--- Provided text ---
┏━━

Home etftrends.com Active Growth ETF FDG Far Outpaces SPY Returns in 1H

Active Growth ETF FDG Far Outpaces SPY Returns in 1H

With the first half of 2024 in the books, investors have the opportunity to look back on the year so far for takeaways. The growing role active ETFs are playing in the ETF universe presents one such lesson, with the active growth ETF FDG a standout to start the year. The strategy has far outpaced the return of the SPDR S&P 500 ETF Trust (SPY) in that time per YCharts, speaking to the growing status of active strategies.

See more: What Advisors Told VettaFi in First Half

Per YCharts, FDG, the American Century Focused Dynamic Growth ETF, has returned 26.8% over the last six months. That almost, but not quite, doubles SPY’s return in that time of just 15.5%. What’s more, it reflects a solid period of overall outperformance for the active growth ETF. FDG has also outperformed SPY over one year, with FDG’s 37.5% return in that time outdoing SPY’s 24.8%.

┗━━

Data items
┏━━

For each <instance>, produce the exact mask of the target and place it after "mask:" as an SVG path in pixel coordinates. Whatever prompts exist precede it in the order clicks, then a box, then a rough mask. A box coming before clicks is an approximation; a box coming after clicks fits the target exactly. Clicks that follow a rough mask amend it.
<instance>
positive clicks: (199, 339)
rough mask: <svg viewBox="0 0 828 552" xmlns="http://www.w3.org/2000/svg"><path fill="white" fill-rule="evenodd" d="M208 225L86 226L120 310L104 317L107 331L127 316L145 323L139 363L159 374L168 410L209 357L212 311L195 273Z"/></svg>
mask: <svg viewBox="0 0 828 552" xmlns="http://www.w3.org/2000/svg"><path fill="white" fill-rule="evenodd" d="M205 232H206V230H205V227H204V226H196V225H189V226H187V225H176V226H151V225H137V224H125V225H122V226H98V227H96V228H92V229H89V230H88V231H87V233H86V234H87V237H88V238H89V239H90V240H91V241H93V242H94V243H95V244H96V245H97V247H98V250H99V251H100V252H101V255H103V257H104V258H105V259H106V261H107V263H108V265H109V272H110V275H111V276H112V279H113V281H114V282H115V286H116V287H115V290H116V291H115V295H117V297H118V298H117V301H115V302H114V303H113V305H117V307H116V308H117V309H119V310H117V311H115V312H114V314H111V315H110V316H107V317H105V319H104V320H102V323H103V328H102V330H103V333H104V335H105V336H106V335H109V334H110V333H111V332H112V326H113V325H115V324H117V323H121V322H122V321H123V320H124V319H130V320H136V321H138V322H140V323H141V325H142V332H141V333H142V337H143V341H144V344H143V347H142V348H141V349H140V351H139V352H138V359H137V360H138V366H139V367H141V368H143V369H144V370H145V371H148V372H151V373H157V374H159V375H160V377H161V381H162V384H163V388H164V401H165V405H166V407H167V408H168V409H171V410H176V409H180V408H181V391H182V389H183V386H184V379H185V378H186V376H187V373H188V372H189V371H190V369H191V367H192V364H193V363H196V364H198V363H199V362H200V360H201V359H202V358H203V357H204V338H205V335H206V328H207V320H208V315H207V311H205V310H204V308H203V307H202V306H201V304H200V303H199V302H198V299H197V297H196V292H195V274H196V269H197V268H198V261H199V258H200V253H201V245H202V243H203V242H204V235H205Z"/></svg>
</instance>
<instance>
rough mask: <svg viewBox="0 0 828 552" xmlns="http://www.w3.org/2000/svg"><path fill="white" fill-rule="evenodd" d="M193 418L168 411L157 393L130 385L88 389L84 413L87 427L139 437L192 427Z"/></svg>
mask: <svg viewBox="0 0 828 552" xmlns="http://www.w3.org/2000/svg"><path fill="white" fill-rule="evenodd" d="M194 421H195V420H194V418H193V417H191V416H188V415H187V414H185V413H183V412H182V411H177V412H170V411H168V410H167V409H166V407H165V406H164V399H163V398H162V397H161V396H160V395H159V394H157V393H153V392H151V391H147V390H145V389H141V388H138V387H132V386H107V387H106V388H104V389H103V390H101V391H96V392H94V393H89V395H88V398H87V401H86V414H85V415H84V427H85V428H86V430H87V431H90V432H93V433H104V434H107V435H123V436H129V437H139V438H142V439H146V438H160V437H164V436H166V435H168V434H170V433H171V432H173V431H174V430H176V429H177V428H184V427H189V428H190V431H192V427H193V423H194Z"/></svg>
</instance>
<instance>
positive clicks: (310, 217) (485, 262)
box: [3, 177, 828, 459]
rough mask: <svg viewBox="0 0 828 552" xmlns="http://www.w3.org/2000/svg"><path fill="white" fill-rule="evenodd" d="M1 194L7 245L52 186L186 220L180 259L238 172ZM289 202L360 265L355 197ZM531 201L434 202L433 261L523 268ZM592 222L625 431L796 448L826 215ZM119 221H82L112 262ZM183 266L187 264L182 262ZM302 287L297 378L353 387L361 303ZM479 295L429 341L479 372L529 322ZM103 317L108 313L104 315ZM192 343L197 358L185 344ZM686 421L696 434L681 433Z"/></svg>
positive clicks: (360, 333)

┗━━

--- Work to complete ---
1) According to the article above about the FDG growth ETF, what was SPY's return over the last six months?
2) Continue the article about the FDG growth ETF from where it stops.

--- Answers to the exercise ---
1) SPY returned 15.5% over the last six months.

2)
FDG’s Active Growth ETF Approach

Why, then, might FDG be performing so well, and what role could it play for investors for the remainder of the year? The strategy looks for large and mid cap U.S. firms with potential for rapid growth as well as appealing profits. Charging 45 basis points (bps), the ETF has reached $235 million in AUM since launching in 2020. What’s more, the ETF’s price has risen above both its 50-day and 200-day Simple Moving Averages (SMAs) indicating strong momentum.

So, what role might the strategy play in investor portfolios? An active ETF like FDG could provide a helpful addition to a core portfolio as a growthier option. Its active flexibility could help it given headwinds like a higher for longer rate regime and concentration risk in the stock market. Taken together, the active growth ETF stands out in both the active and ETF spaces and may be worth a closer look for investors in the second half.

Active growth ETF FDG has outperformed SPY over the last six months per YCharts.